**** Given data ****
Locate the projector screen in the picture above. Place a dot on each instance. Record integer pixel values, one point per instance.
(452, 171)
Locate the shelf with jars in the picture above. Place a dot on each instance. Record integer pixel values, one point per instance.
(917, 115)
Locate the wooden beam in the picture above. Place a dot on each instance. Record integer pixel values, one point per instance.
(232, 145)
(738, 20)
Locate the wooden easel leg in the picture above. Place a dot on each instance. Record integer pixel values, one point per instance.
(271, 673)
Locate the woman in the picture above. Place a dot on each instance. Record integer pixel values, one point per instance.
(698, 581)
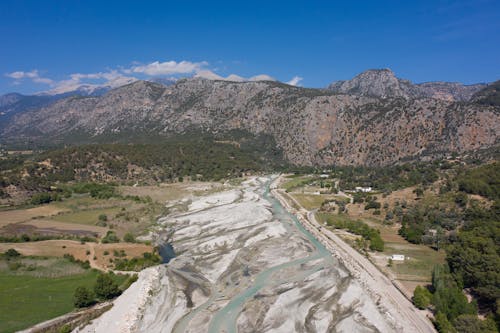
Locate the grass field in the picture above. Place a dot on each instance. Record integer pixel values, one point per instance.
(294, 182)
(420, 263)
(418, 268)
(309, 201)
(26, 300)
(88, 217)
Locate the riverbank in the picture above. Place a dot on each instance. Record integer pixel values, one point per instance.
(386, 292)
(245, 264)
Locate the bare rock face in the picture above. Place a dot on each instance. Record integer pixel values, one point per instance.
(375, 119)
(383, 83)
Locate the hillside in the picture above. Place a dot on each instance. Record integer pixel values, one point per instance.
(310, 126)
(384, 83)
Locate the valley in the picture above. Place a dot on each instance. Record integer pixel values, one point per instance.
(241, 260)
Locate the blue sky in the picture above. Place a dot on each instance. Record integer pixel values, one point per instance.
(55, 44)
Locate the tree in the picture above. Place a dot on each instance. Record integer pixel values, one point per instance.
(129, 238)
(472, 324)
(105, 287)
(421, 297)
(442, 324)
(82, 297)
(376, 242)
(11, 253)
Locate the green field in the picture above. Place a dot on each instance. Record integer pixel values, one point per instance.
****
Strip out the pictures and quote the remaining data word for word.

Locate the projector screen in the picture above. Place a dot on each instance. Record integer pixel values, one point per instance.
(452, 171)
Locate the shelf with jars in the picture above. Place a dot on each instance. Record integer pixel values, one point per instance.
(917, 115)
Locate the wooden beam in the picture above. Place a dot on each instance. Record integer pixel values, one point per instance.
(232, 145)
(738, 20)
Locate the wooden easel leg in the picture above. Place a dot on each instance. Record integer pixel values, one point per instance.
(271, 673)
Locate the woman in the picture above. Place a dot on each instance. Record integer pixel values, one point per instance.
(698, 581)
Locate the grass field in the picture above. Place a dot on each instance. Record integer pixel values, one point per instance.
(294, 182)
(420, 263)
(418, 268)
(309, 201)
(26, 300)
(88, 217)
Locate the riverbank in the picture above. Place a dot on each instance. Record integer pixel values, one point per instance.
(386, 292)
(245, 264)
Locate the bare rock face in the picture above. Place a dot on each instance. Record integer pixel values, one point per instance.
(375, 119)
(383, 83)
Locate the hillside in the picture above. Place a dot on each instance. Record integer pixel values, one point per instance.
(310, 126)
(384, 83)
Locate the valley in the picture above. Place a dot on each instance. Record integer pixel values, one point per instance.
(241, 260)
Locate the blue sky in the picture above. Place a dot on each instance. Record integer pixel values, one point per instance.
(55, 44)
Locate the tree in the picture above. Place a dot on each instance. Record integer pixel values, one point per instance.
(129, 238)
(472, 324)
(105, 287)
(421, 297)
(442, 324)
(82, 297)
(376, 242)
(11, 253)
Locate the green field in the picture above. Place a dot on each instance. Record integer pixel values, one point per instance.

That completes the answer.